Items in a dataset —
--*--

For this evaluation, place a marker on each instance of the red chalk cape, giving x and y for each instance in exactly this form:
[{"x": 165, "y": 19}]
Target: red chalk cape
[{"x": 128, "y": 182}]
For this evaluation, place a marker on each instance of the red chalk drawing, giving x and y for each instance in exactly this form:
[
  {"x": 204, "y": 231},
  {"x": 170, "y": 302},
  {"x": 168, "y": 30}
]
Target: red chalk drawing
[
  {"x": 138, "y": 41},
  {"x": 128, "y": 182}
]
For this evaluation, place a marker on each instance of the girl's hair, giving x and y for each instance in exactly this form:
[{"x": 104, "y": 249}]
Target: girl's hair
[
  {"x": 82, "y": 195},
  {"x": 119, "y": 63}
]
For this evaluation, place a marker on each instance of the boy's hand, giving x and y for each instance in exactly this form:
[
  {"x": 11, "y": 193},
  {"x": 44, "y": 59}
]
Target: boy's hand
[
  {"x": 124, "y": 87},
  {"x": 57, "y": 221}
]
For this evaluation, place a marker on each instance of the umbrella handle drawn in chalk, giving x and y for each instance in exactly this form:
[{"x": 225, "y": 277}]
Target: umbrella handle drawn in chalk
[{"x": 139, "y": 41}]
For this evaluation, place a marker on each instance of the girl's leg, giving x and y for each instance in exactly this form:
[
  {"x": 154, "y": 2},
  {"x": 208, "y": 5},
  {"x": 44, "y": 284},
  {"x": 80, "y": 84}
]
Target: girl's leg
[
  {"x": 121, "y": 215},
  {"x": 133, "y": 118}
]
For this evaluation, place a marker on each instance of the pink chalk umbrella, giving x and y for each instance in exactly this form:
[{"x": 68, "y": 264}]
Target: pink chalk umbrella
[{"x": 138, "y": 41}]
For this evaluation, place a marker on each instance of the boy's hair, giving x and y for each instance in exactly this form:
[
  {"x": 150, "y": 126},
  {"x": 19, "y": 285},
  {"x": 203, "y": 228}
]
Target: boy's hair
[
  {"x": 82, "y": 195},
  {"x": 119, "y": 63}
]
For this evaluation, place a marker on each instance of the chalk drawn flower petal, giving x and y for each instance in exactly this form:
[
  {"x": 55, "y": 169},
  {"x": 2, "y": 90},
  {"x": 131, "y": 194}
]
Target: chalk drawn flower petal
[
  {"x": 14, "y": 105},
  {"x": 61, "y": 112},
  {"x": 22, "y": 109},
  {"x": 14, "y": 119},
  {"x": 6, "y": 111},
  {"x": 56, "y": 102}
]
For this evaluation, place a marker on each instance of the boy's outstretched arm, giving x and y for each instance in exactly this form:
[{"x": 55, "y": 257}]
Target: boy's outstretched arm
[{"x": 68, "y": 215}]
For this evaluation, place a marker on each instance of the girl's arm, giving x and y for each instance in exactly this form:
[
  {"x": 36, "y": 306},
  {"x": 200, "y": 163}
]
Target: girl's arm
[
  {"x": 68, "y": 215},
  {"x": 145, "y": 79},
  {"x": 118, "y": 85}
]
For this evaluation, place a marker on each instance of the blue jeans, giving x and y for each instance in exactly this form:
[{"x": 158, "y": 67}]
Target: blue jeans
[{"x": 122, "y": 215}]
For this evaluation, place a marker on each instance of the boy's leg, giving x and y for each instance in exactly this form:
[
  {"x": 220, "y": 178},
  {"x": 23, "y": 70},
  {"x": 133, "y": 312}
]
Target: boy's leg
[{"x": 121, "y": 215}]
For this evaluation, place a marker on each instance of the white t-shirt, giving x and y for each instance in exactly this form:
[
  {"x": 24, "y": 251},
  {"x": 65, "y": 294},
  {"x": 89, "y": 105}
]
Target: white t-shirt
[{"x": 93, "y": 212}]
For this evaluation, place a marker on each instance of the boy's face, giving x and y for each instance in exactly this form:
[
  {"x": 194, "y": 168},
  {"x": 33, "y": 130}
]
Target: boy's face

--*--

Exercise aim — Copy the material again, requests included, from the line with "of the white" through the end of the material. Multiply every point coordinate in the answers by 2, rounding to whole numbers with halves going up, and leave the numbers in the requests and their format samples unchanged.

Response to the exercise —
For this evaluation, place a marker on each instance of the white t-shirt, giving x and y for each instance in exactly this form:
[
  {"x": 24, "y": 251},
  {"x": 65, "y": 294},
  {"x": 89, "y": 105}
]
Target: white t-shirt
[{"x": 186, "y": 424}]
For this evaluation, place a marker on each instance of the boy's face, giving x and y for each instance in exactly this form:
[
  {"x": 194, "y": 168},
  {"x": 33, "y": 130}
]
Target: boy's face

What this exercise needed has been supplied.